Written instruction: Write the lines from the one containing "Where can the black" through the one containing "x=487, y=209", both included, as a JSON list of strings with one string per line, leaving out blank lines.

Records shown:
>>>>>

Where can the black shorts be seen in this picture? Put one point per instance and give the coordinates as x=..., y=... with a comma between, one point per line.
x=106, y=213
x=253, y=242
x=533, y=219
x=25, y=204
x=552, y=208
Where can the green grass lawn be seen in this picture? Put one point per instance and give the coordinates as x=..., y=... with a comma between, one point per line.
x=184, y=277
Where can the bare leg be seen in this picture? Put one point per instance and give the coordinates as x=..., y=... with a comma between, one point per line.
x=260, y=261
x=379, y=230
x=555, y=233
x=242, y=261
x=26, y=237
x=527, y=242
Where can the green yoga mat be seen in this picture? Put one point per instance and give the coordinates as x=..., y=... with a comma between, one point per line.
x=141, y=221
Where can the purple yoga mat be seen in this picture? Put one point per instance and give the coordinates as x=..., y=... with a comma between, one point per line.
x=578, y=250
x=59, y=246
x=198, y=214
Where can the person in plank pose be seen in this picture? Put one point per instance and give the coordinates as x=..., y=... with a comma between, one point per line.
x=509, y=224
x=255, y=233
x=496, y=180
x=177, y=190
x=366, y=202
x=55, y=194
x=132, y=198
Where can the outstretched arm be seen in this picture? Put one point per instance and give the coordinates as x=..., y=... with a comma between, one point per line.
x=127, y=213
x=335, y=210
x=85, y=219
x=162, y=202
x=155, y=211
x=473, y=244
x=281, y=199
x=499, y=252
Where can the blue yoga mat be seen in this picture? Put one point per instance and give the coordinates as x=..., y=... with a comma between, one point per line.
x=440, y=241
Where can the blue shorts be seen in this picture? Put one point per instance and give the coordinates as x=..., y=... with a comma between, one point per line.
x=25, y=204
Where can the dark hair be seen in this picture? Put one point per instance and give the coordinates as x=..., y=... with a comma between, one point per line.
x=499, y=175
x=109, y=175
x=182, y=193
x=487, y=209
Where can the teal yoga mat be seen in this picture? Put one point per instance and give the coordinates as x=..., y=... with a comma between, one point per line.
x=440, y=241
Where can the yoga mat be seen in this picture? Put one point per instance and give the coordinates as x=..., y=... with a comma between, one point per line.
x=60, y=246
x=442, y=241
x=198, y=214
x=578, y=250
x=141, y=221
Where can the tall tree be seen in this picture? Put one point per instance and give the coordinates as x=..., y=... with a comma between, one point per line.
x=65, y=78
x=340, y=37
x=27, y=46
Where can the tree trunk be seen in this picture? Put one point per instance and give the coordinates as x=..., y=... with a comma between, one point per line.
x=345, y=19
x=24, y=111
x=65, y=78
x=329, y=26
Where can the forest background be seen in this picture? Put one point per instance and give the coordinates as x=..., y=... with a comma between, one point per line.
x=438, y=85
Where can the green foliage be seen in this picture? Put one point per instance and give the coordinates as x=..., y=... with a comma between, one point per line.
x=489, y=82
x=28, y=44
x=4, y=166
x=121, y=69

<<<<<
>>>>>

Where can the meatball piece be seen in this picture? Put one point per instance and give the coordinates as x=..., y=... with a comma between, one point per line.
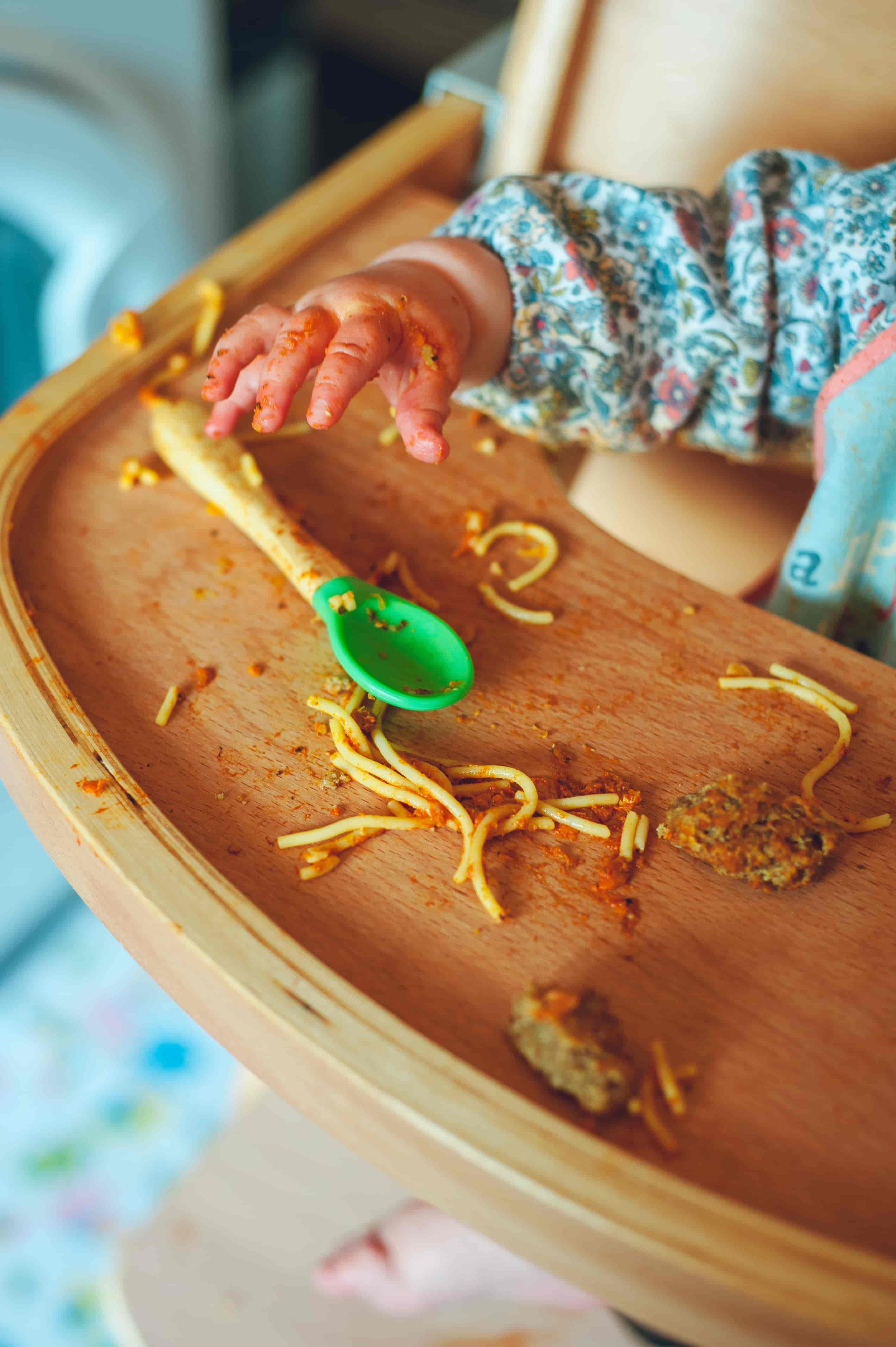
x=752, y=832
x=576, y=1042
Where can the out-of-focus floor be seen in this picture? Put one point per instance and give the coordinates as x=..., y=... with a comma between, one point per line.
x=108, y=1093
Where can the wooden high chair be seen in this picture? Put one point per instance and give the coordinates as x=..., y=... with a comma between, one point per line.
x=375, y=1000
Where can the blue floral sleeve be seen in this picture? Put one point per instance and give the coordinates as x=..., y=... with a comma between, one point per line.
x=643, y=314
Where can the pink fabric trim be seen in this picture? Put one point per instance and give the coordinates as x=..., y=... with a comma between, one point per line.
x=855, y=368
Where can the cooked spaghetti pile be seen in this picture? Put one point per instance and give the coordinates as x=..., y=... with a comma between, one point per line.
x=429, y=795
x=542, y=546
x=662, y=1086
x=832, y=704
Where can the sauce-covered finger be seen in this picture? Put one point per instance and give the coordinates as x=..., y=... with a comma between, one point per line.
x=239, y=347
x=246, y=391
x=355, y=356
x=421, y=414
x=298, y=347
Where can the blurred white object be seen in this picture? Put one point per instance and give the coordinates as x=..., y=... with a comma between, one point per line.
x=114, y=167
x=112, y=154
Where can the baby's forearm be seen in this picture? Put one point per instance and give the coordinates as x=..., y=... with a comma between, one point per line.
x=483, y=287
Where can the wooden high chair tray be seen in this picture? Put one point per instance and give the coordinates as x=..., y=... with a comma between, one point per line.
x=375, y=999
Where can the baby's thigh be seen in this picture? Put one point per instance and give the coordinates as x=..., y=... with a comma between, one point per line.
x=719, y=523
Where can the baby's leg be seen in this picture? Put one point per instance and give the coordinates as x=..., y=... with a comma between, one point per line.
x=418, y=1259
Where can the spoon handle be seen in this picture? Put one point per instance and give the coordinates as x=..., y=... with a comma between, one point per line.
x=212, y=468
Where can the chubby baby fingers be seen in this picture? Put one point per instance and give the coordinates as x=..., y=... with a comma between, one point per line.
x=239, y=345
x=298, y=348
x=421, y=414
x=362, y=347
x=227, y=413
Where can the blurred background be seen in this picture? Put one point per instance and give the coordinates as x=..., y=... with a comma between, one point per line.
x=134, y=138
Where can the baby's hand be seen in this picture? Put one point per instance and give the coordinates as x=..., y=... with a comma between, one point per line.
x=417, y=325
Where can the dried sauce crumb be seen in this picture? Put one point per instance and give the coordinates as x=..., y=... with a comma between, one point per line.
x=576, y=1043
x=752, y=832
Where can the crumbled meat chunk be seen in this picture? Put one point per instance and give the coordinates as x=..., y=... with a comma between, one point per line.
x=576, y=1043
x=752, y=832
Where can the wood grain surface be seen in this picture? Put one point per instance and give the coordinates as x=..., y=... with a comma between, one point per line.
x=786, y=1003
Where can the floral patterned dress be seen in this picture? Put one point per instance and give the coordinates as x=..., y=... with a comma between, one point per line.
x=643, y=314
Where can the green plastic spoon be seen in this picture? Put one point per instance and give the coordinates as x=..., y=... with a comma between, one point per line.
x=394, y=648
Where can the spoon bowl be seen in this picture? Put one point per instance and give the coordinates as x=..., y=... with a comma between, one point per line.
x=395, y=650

<<<<<

Result of this exercise:
[
  "Where can the black shorts be seen in this picture? Put one point per instance and give the coordinates as x=..., y=... with a comma between, one point per line.",
  "x=106, y=213",
  "x=253, y=242",
  "x=533, y=219",
  "x=25, y=204",
  "x=552, y=208",
  "Where can the green grass lawn be seen in this picture? Put one point per instance and give the coordinates as x=..., y=... with a comma between, one point per line.",
  "x=184, y=277",
  "Where can the bare leg be seen in this picture? Put one point per instance and give the coordinates as x=..., y=... with a comma between, one point per line.",
  "x=260, y=261",
  "x=379, y=230",
  "x=555, y=233",
  "x=242, y=261",
  "x=26, y=237",
  "x=527, y=242",
  "Where can the green yoga mat be seen in this picture? Put one point per instance and give the coordinates as x=..., y=... with a comma between, one point per line.",
  "x=141, y=221",
  "Where can the purple yoga mat be seen in this picture? Put one point per instance and give the coordinates as x=..., y=... with a comma between, one point per line.",
  "x=578, y=250",
  "x=59, y=246",
  "x=198, y=214",
  "Where can the person in plank pose be seen in this picture? Put one point per instance and give the coordinates as x=..., y=... with a comma between, one point per line.",
  "x=509, y=224",
  "x=255, y=233",
  "x=496, y=180",
  "x=177, y=190",
  "x=366, y=202",
  "x=55, y=194",
  "x=132, y=198",
  "Where can the outstretched arm be seen in this picture? Put one point per instance and give the coordinates as x=..., y=... with a comma between, one point per line.",
  "x=127, y=213",
  "x=335, y=210",
  "x=85, y=219",
  "x=162, y=202",
  "x=155, y=211",
  "x=473, y=244",
  "x=281, y=199",
  "x=499, y=252",
  "Where can the blue yoga mat be seen in this picture? Put one point per instance and give the coordinates as x=..., y=... with a comma between, one point per line.",
  "x=440, y=241",
  "Where can the blue shorts be seen in this picture? Put one point per instance and give the coordinates as x=..., y=... with a comma between, one point per line.",
  "x=25, y=204",
  "Where can the dark hair be seen in this picture? Put one point per instance and give the coordinates as x=..., y=... with a comma between, one point per line.",
  "x=499, y=175",
  "x=109, y=175",
  "x=182, y=193",
  "x=487, y=209"
]